══ Source records ══

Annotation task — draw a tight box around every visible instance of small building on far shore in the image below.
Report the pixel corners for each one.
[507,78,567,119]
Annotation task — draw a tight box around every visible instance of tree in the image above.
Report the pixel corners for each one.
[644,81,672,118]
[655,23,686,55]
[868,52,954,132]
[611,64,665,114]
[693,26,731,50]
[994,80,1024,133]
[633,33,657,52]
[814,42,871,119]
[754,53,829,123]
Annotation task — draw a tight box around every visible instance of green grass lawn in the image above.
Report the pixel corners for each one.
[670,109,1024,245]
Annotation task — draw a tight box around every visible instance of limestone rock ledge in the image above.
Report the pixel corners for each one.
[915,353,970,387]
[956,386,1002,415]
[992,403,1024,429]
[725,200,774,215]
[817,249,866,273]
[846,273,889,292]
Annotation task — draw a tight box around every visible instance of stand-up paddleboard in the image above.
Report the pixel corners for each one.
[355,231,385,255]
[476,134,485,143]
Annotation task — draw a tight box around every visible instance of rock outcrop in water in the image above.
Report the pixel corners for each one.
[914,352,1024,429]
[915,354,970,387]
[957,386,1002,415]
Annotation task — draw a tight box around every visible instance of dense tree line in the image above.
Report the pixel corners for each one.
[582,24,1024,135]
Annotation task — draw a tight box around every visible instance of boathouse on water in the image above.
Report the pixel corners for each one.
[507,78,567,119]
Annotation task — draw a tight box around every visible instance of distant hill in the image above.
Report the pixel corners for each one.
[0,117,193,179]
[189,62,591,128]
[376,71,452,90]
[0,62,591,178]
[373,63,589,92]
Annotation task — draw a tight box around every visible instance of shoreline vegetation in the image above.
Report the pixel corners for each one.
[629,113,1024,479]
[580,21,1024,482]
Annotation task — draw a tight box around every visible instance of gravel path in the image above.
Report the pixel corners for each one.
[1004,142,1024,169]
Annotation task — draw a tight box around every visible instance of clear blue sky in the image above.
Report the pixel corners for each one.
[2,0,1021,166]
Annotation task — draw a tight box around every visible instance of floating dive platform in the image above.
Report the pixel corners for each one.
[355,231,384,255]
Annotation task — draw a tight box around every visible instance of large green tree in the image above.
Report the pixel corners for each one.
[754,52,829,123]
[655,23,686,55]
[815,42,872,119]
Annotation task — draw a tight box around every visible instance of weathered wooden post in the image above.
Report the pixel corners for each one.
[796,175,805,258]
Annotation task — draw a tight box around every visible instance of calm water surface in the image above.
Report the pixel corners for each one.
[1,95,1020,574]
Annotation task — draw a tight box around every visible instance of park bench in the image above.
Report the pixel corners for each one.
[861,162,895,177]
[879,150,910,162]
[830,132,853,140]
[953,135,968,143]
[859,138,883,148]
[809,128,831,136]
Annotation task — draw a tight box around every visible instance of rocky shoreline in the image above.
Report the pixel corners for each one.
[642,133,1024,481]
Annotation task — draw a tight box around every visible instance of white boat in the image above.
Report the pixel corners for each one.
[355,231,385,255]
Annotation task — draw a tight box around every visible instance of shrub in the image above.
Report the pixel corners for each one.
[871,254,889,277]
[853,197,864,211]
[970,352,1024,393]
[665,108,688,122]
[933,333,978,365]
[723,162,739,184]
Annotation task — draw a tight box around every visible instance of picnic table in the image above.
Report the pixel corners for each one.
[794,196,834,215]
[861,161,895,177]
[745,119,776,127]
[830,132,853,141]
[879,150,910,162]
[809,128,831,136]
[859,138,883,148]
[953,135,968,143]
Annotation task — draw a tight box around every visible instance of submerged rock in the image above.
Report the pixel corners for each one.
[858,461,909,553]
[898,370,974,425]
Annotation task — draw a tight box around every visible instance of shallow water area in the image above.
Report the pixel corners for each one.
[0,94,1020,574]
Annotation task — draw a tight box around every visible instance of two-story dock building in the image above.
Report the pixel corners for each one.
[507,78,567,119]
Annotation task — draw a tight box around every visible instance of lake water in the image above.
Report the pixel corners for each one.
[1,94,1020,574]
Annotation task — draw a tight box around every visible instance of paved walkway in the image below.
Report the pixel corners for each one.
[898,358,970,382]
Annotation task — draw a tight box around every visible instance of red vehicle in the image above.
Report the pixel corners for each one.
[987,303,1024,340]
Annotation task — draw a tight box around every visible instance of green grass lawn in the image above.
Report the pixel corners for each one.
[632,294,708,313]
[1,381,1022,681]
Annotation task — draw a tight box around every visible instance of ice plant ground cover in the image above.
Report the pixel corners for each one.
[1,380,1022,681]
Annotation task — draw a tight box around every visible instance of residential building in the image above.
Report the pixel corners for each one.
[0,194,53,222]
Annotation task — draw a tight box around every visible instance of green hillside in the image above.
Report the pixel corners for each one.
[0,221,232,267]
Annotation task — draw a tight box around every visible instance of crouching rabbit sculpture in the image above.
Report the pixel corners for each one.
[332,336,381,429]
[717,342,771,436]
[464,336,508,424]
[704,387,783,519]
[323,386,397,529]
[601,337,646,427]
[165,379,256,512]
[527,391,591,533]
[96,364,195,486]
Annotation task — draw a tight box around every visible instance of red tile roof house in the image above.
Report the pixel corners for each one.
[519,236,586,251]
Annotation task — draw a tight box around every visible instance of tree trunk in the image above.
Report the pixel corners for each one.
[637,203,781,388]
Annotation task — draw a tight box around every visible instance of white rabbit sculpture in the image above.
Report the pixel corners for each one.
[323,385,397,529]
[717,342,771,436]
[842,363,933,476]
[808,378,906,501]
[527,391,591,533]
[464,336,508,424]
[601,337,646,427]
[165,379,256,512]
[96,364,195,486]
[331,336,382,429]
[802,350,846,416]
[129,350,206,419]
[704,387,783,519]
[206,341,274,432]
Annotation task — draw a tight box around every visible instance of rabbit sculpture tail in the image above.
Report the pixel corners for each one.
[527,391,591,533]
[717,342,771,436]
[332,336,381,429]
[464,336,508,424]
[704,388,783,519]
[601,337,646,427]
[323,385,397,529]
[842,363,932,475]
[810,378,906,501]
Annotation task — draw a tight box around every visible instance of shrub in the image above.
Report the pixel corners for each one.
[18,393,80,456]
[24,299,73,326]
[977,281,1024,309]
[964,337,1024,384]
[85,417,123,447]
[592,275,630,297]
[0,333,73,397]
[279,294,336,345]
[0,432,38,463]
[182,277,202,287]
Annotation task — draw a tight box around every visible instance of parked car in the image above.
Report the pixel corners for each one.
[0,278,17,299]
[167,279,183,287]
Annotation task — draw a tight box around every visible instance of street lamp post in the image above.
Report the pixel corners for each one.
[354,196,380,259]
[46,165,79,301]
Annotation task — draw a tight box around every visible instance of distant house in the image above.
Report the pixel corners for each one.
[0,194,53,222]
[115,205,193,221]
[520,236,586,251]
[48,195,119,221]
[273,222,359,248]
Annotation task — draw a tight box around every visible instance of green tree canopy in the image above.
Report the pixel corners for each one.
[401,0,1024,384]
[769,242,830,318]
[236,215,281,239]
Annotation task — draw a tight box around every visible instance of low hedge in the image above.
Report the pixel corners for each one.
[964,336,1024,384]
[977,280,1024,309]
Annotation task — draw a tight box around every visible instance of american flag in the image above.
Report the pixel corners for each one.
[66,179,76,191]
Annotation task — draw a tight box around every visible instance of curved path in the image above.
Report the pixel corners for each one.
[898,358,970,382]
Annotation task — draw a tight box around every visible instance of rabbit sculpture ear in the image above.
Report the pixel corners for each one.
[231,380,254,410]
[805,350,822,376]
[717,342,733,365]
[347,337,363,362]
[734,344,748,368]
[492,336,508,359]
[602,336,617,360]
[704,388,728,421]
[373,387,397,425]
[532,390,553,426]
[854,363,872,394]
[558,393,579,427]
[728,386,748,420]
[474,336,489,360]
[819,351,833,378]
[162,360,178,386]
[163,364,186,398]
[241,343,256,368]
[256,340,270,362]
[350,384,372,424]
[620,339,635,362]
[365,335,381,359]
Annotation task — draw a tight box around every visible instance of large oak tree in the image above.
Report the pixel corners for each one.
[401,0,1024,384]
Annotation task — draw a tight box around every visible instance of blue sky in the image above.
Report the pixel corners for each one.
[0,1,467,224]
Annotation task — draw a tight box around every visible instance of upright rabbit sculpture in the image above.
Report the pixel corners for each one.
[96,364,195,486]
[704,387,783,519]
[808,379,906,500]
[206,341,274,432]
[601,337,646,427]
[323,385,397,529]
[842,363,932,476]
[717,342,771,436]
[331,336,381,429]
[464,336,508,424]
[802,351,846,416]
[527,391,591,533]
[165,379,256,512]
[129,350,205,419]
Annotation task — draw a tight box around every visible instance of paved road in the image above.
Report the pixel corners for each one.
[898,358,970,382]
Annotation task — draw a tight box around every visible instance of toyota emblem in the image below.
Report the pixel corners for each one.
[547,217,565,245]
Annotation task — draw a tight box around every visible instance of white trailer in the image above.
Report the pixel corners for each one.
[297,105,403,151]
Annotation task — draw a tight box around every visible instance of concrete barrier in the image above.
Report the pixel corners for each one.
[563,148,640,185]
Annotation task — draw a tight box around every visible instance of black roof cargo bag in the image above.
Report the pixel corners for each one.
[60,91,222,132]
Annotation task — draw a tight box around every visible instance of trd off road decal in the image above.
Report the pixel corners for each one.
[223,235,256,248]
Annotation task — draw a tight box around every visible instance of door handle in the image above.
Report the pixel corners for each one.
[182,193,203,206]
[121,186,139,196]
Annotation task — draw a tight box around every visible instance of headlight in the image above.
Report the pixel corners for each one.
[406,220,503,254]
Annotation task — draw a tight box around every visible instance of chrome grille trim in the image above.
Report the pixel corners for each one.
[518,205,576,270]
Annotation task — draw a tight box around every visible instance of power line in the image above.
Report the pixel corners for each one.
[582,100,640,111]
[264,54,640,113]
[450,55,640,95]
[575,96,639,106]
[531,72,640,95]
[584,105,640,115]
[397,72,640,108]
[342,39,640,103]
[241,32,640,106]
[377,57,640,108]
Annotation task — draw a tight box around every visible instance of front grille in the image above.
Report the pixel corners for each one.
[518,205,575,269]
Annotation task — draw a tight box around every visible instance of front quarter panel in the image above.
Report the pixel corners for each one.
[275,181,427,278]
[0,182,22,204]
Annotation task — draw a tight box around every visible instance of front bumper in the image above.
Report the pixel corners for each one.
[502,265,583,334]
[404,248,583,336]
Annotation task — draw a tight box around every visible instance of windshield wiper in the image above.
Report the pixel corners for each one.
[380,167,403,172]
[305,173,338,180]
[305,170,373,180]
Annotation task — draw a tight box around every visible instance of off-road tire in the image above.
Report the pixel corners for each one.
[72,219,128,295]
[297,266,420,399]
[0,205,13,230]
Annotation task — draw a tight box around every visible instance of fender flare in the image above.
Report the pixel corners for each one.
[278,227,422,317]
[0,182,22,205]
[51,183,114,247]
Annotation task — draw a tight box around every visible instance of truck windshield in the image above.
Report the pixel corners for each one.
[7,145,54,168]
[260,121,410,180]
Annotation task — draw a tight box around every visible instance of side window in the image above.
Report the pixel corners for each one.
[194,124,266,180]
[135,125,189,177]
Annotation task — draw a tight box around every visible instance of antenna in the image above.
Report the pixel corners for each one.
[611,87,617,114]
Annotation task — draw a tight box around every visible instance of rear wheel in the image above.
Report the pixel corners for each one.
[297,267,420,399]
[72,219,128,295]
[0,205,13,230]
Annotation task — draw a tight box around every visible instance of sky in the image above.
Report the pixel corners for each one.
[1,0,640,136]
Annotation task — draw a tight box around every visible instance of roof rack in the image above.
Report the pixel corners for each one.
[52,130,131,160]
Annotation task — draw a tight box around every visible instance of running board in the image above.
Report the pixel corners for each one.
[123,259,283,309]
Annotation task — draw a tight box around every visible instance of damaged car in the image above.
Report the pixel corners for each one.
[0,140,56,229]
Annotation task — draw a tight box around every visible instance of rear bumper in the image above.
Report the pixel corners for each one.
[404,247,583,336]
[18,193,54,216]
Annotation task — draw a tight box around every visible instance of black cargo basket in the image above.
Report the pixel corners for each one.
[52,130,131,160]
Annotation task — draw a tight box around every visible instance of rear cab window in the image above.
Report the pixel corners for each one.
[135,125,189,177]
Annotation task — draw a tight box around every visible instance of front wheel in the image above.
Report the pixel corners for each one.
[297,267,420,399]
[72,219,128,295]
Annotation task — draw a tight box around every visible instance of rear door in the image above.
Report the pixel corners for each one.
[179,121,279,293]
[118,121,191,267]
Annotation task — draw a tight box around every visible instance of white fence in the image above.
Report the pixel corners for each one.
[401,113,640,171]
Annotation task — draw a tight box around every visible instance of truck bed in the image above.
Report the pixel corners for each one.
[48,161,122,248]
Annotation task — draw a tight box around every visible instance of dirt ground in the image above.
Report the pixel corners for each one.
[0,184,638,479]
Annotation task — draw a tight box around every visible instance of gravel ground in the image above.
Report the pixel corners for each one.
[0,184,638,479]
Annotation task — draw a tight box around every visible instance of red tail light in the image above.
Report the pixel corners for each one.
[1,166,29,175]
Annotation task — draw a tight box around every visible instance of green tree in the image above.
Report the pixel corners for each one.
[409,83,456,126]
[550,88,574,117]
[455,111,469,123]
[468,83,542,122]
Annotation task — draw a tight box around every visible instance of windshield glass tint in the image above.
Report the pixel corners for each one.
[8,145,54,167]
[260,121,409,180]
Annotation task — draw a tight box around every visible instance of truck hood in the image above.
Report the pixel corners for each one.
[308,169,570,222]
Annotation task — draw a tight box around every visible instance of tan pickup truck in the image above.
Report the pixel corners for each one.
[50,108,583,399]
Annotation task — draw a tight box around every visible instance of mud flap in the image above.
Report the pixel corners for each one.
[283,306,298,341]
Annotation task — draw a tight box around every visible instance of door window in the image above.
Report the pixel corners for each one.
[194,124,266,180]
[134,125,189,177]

═══

Task to complete> An exact copy of the lines from the one containing "flap in the image above." through the end of the data above is the whole answer.

Answer>
Annotation task — draw a tight box around every visible instance of mud flap in the image above.
Report the pixel corners for each one.
[283,306,298,341]
Annotation task — draw a tight box around every visible instance of door window in the image above.
Report the pixel corners for each one.
[194,124,266,180]
[134,125,189,177]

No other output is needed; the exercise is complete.